»»

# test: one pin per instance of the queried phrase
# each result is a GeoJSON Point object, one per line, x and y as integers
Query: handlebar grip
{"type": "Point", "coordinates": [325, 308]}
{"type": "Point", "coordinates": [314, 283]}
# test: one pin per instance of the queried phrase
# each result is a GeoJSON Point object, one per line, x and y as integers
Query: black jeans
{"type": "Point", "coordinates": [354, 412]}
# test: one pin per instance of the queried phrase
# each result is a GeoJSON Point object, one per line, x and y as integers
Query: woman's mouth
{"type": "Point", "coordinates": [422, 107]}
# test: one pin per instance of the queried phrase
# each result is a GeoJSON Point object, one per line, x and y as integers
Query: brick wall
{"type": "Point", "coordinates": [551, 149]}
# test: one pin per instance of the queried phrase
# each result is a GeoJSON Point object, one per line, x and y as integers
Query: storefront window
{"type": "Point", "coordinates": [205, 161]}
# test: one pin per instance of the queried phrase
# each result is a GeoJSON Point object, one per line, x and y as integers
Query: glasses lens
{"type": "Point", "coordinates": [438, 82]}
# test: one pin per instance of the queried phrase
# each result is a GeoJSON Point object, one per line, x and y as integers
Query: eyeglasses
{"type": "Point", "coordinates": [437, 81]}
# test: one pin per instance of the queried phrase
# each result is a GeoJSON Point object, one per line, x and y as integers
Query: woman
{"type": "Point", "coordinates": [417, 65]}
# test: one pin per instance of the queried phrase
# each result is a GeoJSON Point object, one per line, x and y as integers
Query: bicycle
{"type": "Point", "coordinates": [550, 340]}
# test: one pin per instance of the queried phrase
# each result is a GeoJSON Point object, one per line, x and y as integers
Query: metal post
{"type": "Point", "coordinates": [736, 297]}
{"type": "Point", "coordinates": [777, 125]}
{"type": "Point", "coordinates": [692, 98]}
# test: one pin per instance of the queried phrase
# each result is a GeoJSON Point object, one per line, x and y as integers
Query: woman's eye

««

Write out the whole listing exactly.

**FULL OUTPUT**
# test: one pin per instance of the queried phrase
# each result is a GeoJSON Point object, one per line, x and y as integers
Query: handlebar grip
{"type": "Point", "coordinates": [325, 308]}
{"type": "Point", "coordinates": [314, 283]}
# test: one pin per instance of the queried phrase
# each result is a GeoJSON Point object, one per line, x and y as integers
Query: black jeans
{"type": "Point", "coordinates": [354, 412]}
# test: one pin per instance of the queried phrase
# each result is a GeoJSON Point object, one per line, x and y as integers
Query: woman's mouth
{"type": "Point", "coordinates": [422, 107]}
# test: one pin per instance of the queried phrase
# each result is a GeoJSON Point object, one per line, x and y as integers
Query: brick wall
{"type": "Point", "coordinates": [551, 149]}
# test: one pin per instance of the queried phrase
# each result is a GeoJSON Point object, one per line, x and y as integers
Query: storefront window
{"type": "Point", "coordinates": [205, 161]}
# test: one pin per instance of the queried phrase
# each result is a GeoJSON Point object, one per line, x and y as integers
Query: glasses lens
{"type": "Point", "coordinates": [438, 82]}
# test: one pin per instance of the queried phrase
# each result is a GeoJSON Point object, one per line, x and y as integers
Query: eyeglasses
{"type": "Point", "coordinates": [437, 81]}
# test: one pin per instance of the queried phrase
# each result is a GeoJSON Point object, one per line, x and y as integers
Query: woman
{"type": "Point", "coordinates": [417, 65]}
# test: one pin per instance of the queried phrase
# each result is a GeoJSON Point object, one per line, x and y as integers
Query: bicycle
{"type": "Point", "coordinates": [550, 340]}
# test: one pin per instance of the queried phrase
# each result is a GeoJSON Point object, one per line, x and y as integers
Query: metal post
{"type": "Point", "coordinates": [736, 297]}
{"type": "Point", "coordinates": [777, 125]}
{"type": "Point", "coordinates": [692, 98]}
# test: one pin per instance of the queried phrase
# each result is a GeoJSON Point object, one per line, x and y as integers
Query: woman's eye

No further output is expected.